▶ WHAT TO WORK ON
- A) Retype the part of the passage on phylogenetic network simulations that begins with the words "We ran each" and ends with the words "the parameter estimates.".
- B) Summarize the passage on phylogenetic network simulations in two sentences.

Fig 9. Histograms of the branch lengths sampled by our method on the simulated data set corresponding to the phylogenetic network of Fig 3(A).

Fig 9

The five curves correspond to five independent runs. The red dashed lines correspond to the true values.

Fig 11. A histogram of the inheritance probabilities sampled by our method on the simulated data set corresponding to the phylogenetic network of Fig 3(A).

Fig 11

The five curves correspond to five independent runs. The red dashed line corresponds to the true value.

Fig 10. Histograms of the population mutation rates sampled by our method for each of the branches on the simulated data set corresponding to the phylogenetic network of Fig 3(A).

Fig 10

The five curves correspond to five independent runs. The red dashed lines correspond to the true values.

The effect of the number of sampled individuals on parameter estimates

Monomorphic sites help estimate parameter values, but sometimes they are removed because they are uninformative for estimating the topology and to reduce the computation time for the phylogenetic analyses. If there are only polymorphic sites in the data set, sampling multiple individuals could improve parameter estimation. To investigate this aspect, we set up a simulation with the phylogenetic network in Fig 12 (we reduced the number of taxa to make the running time over many data sets manageable). In the simulation, we set u = 1 and v = 1 as the mutation rates. Furthermore, we used θ = 0.005. We sampled one diploid individual for each of the three species A, B, and D, and four diploid individuals for species C. We generated 10,000 polymorphic sites with dominant markers for each of those individuals, with 5 replicates.

Fig 12. The phylogenetic network used to investigate effect of multiple individuals.

Fig 12

The branch lengths of the phylogenetic networks are measured in units of expected number of mutations per site. The inheritance probabilities are marked in blue.

We used following command in PhyloNet to generate the data set:

  • SimBiMarkersinNetwork -diploid -dominant -op -pi0 0.5 -sd seed -num 10000 -tm <A:A_0; B:B_0; C:C_0,C_1,C_2,C_3; D:D_0> -truenet “[0.005]((((C:0.005:0.005)I1#H1:0.006:0.005:0.8,D:0.011:0.005):0.009:0.005,(B:0.014:0.005,I1#H1:0.009:0.005:0.2):0.006:0.005):0.005:0.005,A:0.025:0.005);” -out “markers.txt”;

We ran the method on the entire data set (7 diploid individuals, amounting to 14 haploid individuals), and on a subset that consists of a single diploid individual from each of the four species (8 haploids in total).

We ran each MCMC chain for 5 × 105 iterations, with 5 × 104 burn-in iterations, and one sample was collected from every 500 iterations. We used the collected samples whose topologies were the true network topology to summarize the results in the form of histograms of the parameter estimates.

Histograms of the sampled branch lengths are shown in Fig 13. As the results show, the inclusion of multiple individuals from the hybrid species (C) helps most in estimating the lengths of the three branches surrounding the reticulation event (the three edges incident with node I1).

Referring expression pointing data
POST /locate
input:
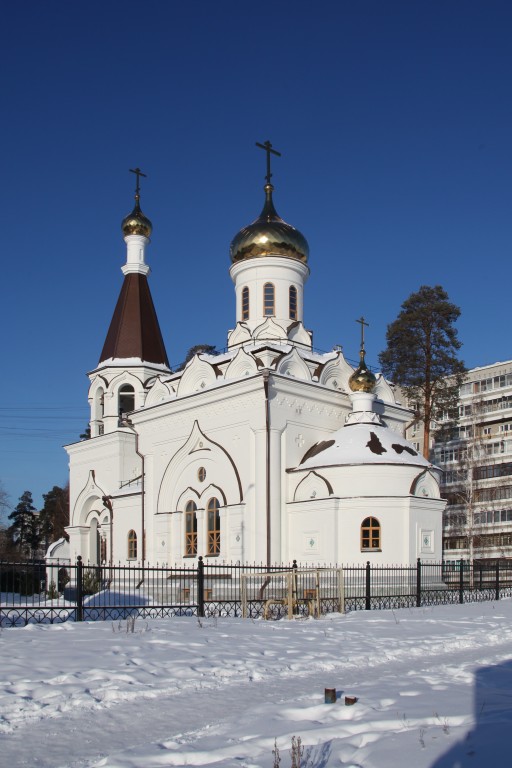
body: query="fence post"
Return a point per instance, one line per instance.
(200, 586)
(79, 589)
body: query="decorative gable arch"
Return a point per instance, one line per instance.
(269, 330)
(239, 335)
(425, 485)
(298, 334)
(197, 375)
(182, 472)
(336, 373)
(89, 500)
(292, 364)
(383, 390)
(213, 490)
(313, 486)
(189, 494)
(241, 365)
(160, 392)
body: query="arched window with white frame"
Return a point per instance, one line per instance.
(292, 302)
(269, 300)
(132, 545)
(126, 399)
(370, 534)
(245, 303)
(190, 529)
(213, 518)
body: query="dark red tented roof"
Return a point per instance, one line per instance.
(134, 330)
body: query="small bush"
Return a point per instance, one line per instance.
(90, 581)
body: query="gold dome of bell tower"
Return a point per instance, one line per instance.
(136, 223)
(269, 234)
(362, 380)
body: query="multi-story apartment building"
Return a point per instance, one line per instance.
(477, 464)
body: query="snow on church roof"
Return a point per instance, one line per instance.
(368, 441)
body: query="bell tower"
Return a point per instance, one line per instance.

▶ RESPONSES BY TASK
- A)
We ran each MCMC chain for 5 × 105 iterations, with 5 × 104 burn-in iterations, and one sample was collected from every 500 iterations. We used the collected samples whose topologies were the true network topology to summarize the results in the form of histograms of the parameter estimates.

- B) To test whether sampling multiple individuals improves parameter estimation when a data set has only polymorphic sites, the authors simulated 10,000 polymorphic sites with dominant markers on a phylogenetic network with a reduced number of taxa. They then ran the method on the full data set and on a subset with one diploid individual per species, and found that including multiple individuals from the hybrid species C helped most in estimating the lengths of the three branches surrounding the reticulation event.